25 Ağustos 2010

Birgün bu aptal insanlar chp yi iktidara getirmeyi başarırlar mı bilemiyorum ama korkuyorum ve üzülüyorum. Şu anda tüm o 2000 lerin krizini ve rezil Türkiyesini unutmuş insanların şımardığını görüyorum. Neden ve niçin olduğunu bilmeden 3-5 medya borazanının etkisinde kalıp tayyip erdoğana karşı çıkıyorlar ve onun iktidardan gitmesini istiyorlar birgün belki bunu da başaracaklar. İşte o gün bu ülkeye çok yazık olacak. Bir CHPli yada bir MHPli yada en kötüsü ikisi birlikte bu iktidara gelecek ve ülke yine ve emin olun ki bunların iktidarının üzerinden 1 sene geçmeden 90 ların o rezil ekonomik sosyal yapısına geri dönecek. Tek özelliği eline 3 5 dosya alıp televizyonlara çıkmak olan bir adamdan başbakan olacağını umanlar çok yanılacaklar. Tayyip yiyor, Tayyip şeriat getirecek, Tayyip padişahlık kuracak yargıyı da ele geçiriyor diye sadece çok belirli zümrelerin toplumu kendi çıkarlarına doğru yönlendirmek için ortaya attığı dangalak iddialara kananlar ve hepimiz çok ağlayacağız. ama iş işten geçmiş olacak. Çok yazık olacak, ülke hiç soyulmadığı kadar soyulacak, ülke hiç talan edilmediği kadar talan edilecek.. 


Daha önce iktidara yaklaşan bu insanlar nasıl olsa kaybetmeyiz diye yeterince soymamışlardı ki buna rağmen en tarihi ekonomik krizlerden birini yaşamıştık. Şimdi hem yıllardır iktidardan uzak olmanın hem de bir daha bu şansı bulamayızın etkisiyle öyle bir soygun yapacaklar ki halk pişman olduğunda ülke bir daha toparlanamaz bir halde olacak. Ben söz veriyorum bunları yapacağım diyene inanan bir halk. yazık. hiç mi ders alınmaz. hele de böylesine kukla ve oturduğu koltuğu dolduramayan hiç bir dişe dokunur yönetim başarısı geçmişi olmayan bir lider kılığındaki balona inanmak. yada tek işi gücü kürsüye çıkıp bağıra çağıra ağzından tükürükler saçarak ne dediği bile anlaşılmadan böğürmek olan bir çirkin adama inanmak bunların peşinden gitmek.

________________________________________

_Amaç 1_
Kaynak metin, Tayyip Erdoğan hakkında ortaya atıldığını söylediği hangi iddiaları sıralıyor? Hepsini listeleyin.
Kayıtların metinle hiçbir ilgisi yoktur.

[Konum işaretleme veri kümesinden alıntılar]

________________________________________

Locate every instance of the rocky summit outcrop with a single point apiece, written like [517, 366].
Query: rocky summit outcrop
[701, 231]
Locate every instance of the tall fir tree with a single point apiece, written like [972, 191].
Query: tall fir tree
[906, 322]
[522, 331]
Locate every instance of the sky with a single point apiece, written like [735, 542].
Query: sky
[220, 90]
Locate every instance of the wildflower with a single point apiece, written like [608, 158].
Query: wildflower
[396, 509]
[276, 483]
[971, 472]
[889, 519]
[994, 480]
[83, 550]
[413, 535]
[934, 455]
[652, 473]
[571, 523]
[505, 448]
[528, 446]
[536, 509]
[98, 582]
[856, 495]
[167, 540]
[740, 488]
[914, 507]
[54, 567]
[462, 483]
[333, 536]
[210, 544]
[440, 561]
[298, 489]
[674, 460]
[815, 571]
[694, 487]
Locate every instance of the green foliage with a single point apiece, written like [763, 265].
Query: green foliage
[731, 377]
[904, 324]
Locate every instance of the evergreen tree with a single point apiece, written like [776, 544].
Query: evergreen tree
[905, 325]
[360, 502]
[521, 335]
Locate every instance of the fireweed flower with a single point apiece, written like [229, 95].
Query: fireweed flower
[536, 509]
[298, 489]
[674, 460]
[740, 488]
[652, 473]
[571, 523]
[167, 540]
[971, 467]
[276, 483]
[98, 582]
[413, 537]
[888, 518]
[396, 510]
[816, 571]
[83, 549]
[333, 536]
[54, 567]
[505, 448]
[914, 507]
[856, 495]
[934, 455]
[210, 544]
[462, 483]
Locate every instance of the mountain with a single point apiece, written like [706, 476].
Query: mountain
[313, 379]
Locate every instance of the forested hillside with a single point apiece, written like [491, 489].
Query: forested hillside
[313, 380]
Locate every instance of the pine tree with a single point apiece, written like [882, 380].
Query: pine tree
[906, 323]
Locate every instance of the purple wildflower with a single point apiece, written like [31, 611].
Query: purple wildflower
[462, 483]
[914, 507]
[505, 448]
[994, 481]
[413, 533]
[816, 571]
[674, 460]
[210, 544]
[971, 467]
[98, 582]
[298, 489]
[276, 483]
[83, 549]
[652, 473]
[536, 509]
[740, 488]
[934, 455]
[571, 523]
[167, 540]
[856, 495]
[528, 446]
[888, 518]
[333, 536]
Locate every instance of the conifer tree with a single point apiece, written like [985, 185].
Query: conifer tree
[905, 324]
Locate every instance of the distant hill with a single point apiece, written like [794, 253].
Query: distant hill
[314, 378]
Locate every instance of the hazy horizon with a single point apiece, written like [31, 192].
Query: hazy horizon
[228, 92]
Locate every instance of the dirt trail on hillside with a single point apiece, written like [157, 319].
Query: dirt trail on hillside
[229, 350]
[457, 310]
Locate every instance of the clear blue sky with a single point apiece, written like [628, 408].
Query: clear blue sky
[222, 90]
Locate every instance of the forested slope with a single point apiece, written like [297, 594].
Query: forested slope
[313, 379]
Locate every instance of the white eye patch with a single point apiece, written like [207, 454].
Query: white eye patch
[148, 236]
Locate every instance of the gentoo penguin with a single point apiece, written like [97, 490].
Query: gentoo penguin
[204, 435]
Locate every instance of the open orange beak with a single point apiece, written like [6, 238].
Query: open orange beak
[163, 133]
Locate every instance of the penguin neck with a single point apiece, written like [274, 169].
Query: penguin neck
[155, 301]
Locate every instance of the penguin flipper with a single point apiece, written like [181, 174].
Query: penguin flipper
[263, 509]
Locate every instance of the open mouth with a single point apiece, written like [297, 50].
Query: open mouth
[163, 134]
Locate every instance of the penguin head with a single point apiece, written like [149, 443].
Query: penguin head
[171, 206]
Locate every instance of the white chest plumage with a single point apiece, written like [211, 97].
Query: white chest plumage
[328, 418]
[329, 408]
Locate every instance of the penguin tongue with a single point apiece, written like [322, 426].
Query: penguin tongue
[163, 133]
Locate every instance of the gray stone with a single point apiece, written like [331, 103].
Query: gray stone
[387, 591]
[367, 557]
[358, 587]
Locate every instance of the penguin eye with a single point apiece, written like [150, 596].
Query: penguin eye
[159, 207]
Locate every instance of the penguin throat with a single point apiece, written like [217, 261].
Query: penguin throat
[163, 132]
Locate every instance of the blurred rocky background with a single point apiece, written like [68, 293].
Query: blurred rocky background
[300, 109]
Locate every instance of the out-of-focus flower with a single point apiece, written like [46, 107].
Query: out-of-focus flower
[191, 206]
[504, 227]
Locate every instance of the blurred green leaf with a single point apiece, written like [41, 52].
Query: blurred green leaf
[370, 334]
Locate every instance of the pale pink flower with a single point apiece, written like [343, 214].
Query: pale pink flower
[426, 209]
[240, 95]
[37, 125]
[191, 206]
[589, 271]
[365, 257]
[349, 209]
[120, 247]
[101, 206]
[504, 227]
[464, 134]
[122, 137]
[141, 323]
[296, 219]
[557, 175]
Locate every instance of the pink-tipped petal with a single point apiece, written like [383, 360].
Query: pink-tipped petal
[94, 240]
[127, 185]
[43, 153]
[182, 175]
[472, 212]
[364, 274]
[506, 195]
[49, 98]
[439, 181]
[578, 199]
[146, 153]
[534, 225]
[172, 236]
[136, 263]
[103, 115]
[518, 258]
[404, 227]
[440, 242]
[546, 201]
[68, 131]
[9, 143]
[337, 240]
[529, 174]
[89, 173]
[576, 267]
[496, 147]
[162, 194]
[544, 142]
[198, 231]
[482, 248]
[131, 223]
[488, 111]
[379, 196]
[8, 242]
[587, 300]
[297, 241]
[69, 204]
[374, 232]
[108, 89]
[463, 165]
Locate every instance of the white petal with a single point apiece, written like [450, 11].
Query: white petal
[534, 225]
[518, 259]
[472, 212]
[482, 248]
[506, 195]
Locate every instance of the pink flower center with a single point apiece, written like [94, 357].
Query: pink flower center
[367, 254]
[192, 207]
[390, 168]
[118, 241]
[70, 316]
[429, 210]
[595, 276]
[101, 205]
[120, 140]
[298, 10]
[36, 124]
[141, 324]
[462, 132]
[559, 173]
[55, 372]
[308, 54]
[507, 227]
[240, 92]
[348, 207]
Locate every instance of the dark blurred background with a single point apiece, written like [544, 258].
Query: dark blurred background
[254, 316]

________________________________________

_Amaç 2_
Kayıtlarda "stone" dizesini içeren satırlar hangileri? Bu satırların her birini döndürün. Büyük-küçük harf ayrımı dikkate alınmalıdır.

_Cevap 1_
- Tayyip yiyor
- Tayyip şeriat getirecek
- Tayyip padişahlık kuracak
- Yargıyı da ele geçiriyor

_Cevap 2_
Locate every instance of the gray stone with a single point apiece, written like [331, 103].
Query: gray stone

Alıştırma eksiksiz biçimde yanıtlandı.